LIST OF TASKS:
**A.** Decide whether each statement agrees with the NAND flash article below. For each, answer yes or no and quote the deciding words. (i) Magnetic media had moving parts. (ii) EPROMs could be rewritten without any special erasure step. (iii) The article focuses on NOR flash memories.
**B.** List every device that the NAND flash article below names as a place where flash memories are found.

(EXCERPT)

NAND Flash Memory Analysis and Decoding - Unveiling ECC Scattering in Unknown Devices

Exploring NAND Memories

When in possession of a device whose internals one wishes to understand, accessing the content of the flash memory is not always straightforward. Due to the nature of NAND memories, an error correction algorithm is applied to all content, which can cause unintentional obfuscation of the content. Some manufacturers of processors that directly control NAND-type memories or developers of “protected” software choose to customize the way these algorithms function.

In this article, we will explore the basic structure of flash memory, why error correction exists, and how to identify the scattering of the error correction algorithm used.

Flash Memories

Flash memories have emerged as the backbone of digital storage in the contemporary era. Found in devices as varied as SSDs, USB drives, and SD cards, these memories bring an irresistible combination of speed, durability, and the ability to retain data even in the absence of power.

Historically, before the rise of flash memories, the main storage devices were based on magnetic media, such as hard disks and floppy disks, or on EPROMs (Erasable Programmable Read-Only Memory). While magnetic media had moving parts and were more prone to physical failures, EPROMs required a specific erasure process, making the rewriting of data a slower and less efficient process.

Within the category of flash memories, we find different variations, with NOR and NAND versions being the most predominant. In this article, we will focus on NAND flash memories, recognized for their high storage density and widely used in everyday storage devices, ensuring speed and reliability in reading and writing data.

(End EXCERPT)
(STUDY MATERIAL)

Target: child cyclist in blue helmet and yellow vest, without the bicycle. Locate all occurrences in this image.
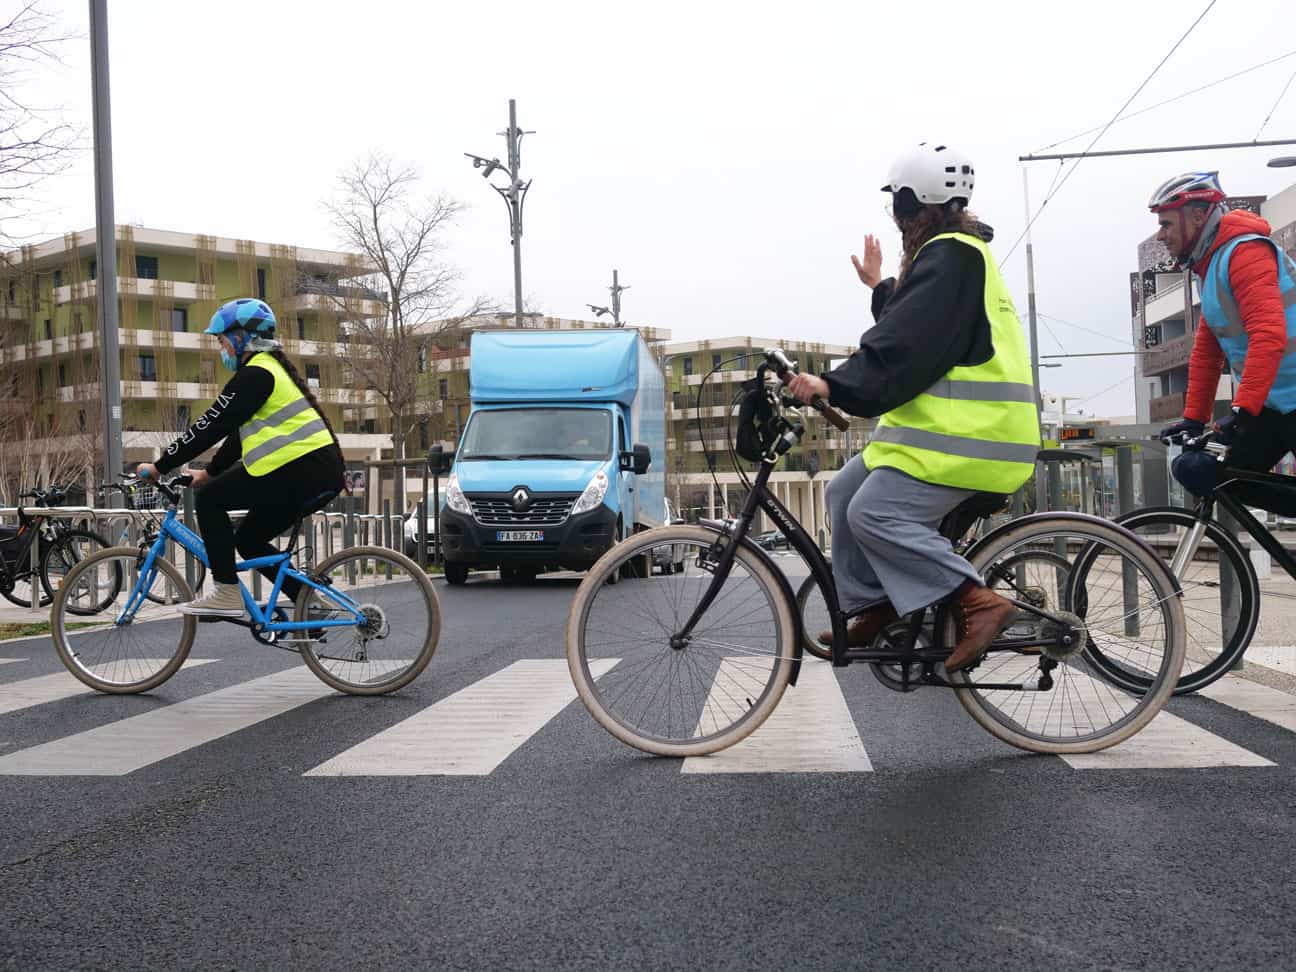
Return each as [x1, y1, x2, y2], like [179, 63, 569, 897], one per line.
[137, 298, 343, 618]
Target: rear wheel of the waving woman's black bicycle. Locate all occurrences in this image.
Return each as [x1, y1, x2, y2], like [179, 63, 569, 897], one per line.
[942, 513, 1186, 754]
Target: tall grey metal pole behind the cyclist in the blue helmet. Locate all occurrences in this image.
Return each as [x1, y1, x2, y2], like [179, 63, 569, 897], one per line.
[89, 0, 122, 487]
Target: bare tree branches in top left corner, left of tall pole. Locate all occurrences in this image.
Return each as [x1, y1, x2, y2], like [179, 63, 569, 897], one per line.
[0, 3, 79, 245]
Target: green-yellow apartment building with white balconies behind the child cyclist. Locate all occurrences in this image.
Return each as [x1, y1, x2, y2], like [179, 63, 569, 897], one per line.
[0, 226, 390, 481]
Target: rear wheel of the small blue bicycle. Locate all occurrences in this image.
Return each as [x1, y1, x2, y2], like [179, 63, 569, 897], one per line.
[294, 547, 441, 695]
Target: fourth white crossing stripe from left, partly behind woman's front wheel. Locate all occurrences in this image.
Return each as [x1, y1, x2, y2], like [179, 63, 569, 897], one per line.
[680, 658, 874, 774]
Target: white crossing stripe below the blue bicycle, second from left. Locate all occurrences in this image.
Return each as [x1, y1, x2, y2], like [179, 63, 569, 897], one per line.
[0, 666, 333, 776]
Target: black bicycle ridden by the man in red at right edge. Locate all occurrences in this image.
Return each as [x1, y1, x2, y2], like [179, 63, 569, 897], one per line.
[1107, 432, 1296, 695]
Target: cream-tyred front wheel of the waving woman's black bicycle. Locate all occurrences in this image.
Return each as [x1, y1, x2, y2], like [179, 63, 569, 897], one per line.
[566, 526, 796, 757]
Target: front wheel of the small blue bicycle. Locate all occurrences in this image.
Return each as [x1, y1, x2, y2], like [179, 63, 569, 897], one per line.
[49, 547, 198, 695]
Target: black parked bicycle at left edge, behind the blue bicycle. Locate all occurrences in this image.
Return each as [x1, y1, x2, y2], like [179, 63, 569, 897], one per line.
[0, 486, 109, 614]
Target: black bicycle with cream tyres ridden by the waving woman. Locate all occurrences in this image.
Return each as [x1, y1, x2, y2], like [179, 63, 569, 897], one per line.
[566, 350, 1186, 757]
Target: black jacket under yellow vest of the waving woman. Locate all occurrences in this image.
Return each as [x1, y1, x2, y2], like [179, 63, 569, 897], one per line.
[820, 240, 994, 417]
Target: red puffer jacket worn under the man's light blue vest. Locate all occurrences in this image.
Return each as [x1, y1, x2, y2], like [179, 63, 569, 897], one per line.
[1183, 210, 1287, 422]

(End STUDY MATERIAL)

TASK-BY-TASK ANSWERS:
**A.**
(i) Yes: "magnetic media had moving parts and were more prone to physical failures"
(ii) No: "EPROMs required a specific erasure process, making the rewriting of data a slower and less efficient process"
(iii) No: "we will focus on NAND flash memories"

**B.** SSDs, USB drives, SD cards